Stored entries
....

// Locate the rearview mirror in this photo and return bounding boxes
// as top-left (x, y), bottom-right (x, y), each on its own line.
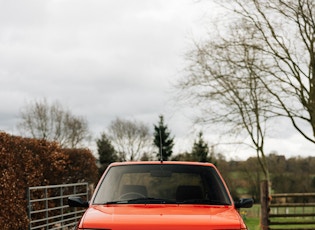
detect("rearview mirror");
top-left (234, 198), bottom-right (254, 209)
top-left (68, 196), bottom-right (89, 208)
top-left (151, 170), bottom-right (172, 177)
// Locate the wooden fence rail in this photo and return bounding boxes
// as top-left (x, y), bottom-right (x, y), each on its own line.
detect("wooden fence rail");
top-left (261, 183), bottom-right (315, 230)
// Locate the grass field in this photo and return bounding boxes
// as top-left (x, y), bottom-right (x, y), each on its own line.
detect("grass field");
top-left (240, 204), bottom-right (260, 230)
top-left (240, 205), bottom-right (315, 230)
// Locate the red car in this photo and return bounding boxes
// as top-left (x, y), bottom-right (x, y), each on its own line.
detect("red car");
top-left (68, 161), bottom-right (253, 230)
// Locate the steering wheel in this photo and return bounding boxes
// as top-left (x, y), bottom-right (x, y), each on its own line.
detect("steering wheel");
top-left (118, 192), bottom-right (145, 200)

....

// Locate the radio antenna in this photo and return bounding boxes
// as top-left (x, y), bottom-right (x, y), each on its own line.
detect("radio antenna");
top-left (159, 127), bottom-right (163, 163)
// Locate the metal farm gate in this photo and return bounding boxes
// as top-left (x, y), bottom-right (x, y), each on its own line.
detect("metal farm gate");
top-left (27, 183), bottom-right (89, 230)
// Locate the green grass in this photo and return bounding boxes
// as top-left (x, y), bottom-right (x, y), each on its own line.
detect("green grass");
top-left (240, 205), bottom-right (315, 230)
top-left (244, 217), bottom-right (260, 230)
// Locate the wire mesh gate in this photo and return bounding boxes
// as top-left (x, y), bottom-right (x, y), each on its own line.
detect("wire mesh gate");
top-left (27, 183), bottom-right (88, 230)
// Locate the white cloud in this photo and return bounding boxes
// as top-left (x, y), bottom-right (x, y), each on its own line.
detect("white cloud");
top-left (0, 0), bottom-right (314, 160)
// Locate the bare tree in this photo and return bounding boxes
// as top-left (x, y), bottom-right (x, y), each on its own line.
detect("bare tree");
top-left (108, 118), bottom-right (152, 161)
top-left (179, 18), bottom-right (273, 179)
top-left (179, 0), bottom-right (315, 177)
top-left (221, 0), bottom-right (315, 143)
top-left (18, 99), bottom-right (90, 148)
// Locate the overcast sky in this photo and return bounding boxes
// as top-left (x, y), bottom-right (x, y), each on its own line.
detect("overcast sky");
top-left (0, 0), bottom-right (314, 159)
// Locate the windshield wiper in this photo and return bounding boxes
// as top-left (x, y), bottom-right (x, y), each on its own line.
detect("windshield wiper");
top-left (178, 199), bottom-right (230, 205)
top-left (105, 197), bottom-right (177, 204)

....

-- OBJECTIVE --
Rewrite the lines from the one with "sky in this photo and return bounding boxes" to the one with "top-left (105, 197), bottom-right (177, 204)", including both, keeping the requests as they are. Multiply every coordinate in the bounding-box answers by 2.55 and round to whole numbers, with halves rounded up.

-- THE RESULT --
// Locate the overcast sky in this photo and return bounding boxes
// as top-left (x, y), bottom-right (x, y), each on its own line.
detect("overcast sky");
top-left (0, 0), bottom-right (801, 405)
// Locate the windshield wiper in this photo and return bounding boxes
// as top-left (x, y), bottom-right (x, y), each on its own line.
detect("windshield wiper");
top-left (454, 507), bottom-right (587, 523)
top-left (268, 502), bottom-right (451, 520)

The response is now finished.